Consigne de la tâche:
Poursuivez le texte consacré à la nouvelle de Laurent Graff et aux noms malgaches, en reprenant juste après sa dernière phrase.

Extrait proposé:
******************************

27 mars 2010

Laurent Graff et les noms malgaches

C'est une nouvelle du dernier livre de Laurent Graff, Selon toute vraisemblance. Une douzaine de pages pour raconter La maladie de Delphine. Très étrange maladie, inconnue des études de médecine. Née Handtschoewerckerten, Delphine a eu, on le comprend aisément, quelques problèmes dans l'enfance avec son nom de famille. Aucun professeur ne l'a jamais prononcé correctement. Passe encore. Le pire est à venir. A l'oral d'anglais du brevet des collèges, l'examinateur fait un effort et y arrive presque. Sinon qu'il oublie le "n" final. Delphine le lui fait remarquer. Mais le fameux "n" ne se trouve pas sur la convocation. Et il a même disparu de sa carte d'identité. Dès lors, le nom de Delphine se met à raccourcir, une lettre par ci, une lettre par là. Elle doit bien accepter l'évidence: son nom rétrécit progressivement. Se marie-t-elle pour devenir épouse Martin qu'elle ne tarde pas à être appelée Marti... Pour ne pas disparaître totalement, il ne lui reste qu'à trouver un mari au nom assez long pour lui durer un certain temps. Et devinez qui peut avoir cette qualité? Un Malgache, pardi! Lisez ces deux pages:
Elle s’inscrivit sur un site de rencontres franco-malgaches à but clairement matrimonial. Son intention était de contracter un mariage blanc dans les plus brefs délais. Elle fit la connaissance de Denis Rasoamanahira, Claude Imanankoasaika, Joro Andriamampianina. Mais celui qui remporta sa faveur s’appelait Naivo Randrianampoinimeria – elle ne trouva pas plus long. Elle convint d’un arrangement avec le jeune homme qui, en échange de son nom, demandait seulement un titre de séjour et un peu d’argent de poche. Delphine était prête à tous les sacrifices. Elle se déplaça à Madagascar pour essayer d’accélérer la procédure de mariage. Elle découvrit les joies et les charmes de l’Île rouge. Elle attendit d’interminables heures sur les bancs de la préfecture, du consulat, de la police, de la mairie de Maevatanana. Sous les pales indolentes des ventilateurs, elle se prenait à rêver de Las Vegas, de mariage express devant un officier d’état civil déguisé en Elvis Presley sur fond de machines à sous, dans une salle entièrement climatisée, quelques mots en anglais, une signature, un cachet, et l’affaire était réglée. Elle perdit connaissance, victime d’un malaise. On la transporta à l’hôpital.

******************************

Items enregistrés
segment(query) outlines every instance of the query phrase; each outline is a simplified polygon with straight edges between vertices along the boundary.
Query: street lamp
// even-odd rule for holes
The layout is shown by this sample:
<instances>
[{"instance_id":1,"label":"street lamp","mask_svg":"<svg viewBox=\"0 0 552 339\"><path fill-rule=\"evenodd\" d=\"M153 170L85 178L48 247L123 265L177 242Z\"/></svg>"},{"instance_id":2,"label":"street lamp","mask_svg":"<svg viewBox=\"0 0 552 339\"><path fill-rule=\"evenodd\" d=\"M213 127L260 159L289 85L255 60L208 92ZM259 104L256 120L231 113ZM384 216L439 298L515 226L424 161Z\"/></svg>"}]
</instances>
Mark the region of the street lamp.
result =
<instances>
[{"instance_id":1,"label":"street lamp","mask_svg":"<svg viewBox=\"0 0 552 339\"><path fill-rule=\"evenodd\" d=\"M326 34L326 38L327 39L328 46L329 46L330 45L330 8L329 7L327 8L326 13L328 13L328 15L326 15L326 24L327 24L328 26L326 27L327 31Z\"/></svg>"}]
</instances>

******************************

Votre réponse:
Le consul se rendit au chevet de la jeune Française hospitalisée. On mit son extrême état de faiblesse sur le compte du changement de latitude. Le mariage
fut prononcé dans sa chambre. Delphine se rétablit.
Les deux époux prirent l’avion ensemble. À l’arrivée, ils se séparèrent, chacun partit de son côté.
Delphine considérait son nouveau nom, Randrianampoinimeria. Elle disposait de vingt lettres: elle avait un peu de temps devant elle.